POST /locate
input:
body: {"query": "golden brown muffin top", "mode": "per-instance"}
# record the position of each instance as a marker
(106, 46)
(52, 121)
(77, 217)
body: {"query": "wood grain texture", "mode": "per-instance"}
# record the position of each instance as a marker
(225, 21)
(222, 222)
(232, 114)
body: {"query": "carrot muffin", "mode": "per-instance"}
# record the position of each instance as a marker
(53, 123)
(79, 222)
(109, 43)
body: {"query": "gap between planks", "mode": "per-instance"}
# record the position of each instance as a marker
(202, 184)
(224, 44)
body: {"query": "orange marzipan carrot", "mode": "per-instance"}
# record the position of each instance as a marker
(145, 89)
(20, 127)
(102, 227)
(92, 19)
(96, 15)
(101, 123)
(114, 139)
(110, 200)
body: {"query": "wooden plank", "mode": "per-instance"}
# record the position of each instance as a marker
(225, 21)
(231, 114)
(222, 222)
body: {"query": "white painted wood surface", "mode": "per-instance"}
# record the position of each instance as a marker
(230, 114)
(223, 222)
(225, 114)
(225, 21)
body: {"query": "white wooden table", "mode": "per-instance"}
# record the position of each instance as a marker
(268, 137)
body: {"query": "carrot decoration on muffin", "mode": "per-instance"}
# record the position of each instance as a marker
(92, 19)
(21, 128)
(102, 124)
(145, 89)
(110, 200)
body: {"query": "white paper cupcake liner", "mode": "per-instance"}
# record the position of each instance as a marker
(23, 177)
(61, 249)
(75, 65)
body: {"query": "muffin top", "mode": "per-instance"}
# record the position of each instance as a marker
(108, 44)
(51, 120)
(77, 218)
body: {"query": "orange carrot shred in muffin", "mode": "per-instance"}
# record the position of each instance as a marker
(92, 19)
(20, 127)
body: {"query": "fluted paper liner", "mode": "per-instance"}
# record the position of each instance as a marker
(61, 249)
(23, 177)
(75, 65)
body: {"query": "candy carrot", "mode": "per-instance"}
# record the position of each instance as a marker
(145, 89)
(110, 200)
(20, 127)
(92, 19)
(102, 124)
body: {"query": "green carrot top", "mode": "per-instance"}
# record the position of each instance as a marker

+++

Goal -> Extract every line from the one with "carrot shred in" down to the final line above, both included, exactly as written.

Task answer ->
body: {"query": "orange carrot shred in muffin", "mode": "per-instance"}
# record the position of each instance as a marker
(92, 19)
(20, 127)
body: {"query": "fluted paper liner", "mode": "per-instance"}
# record the position of each instance as a marker
(61, 249)
(23, 177)
(75, 65)
body: {"query": "candy carrot", "mode": "per-instance"}
# record the position of each instance as a marker
(145, 89)
(110, 200)
(20, 127)
(92, 19)
(102, 124)
body: {"query": "green carrot top", "mode": "per-instance"}
# record the position of each instance as a marker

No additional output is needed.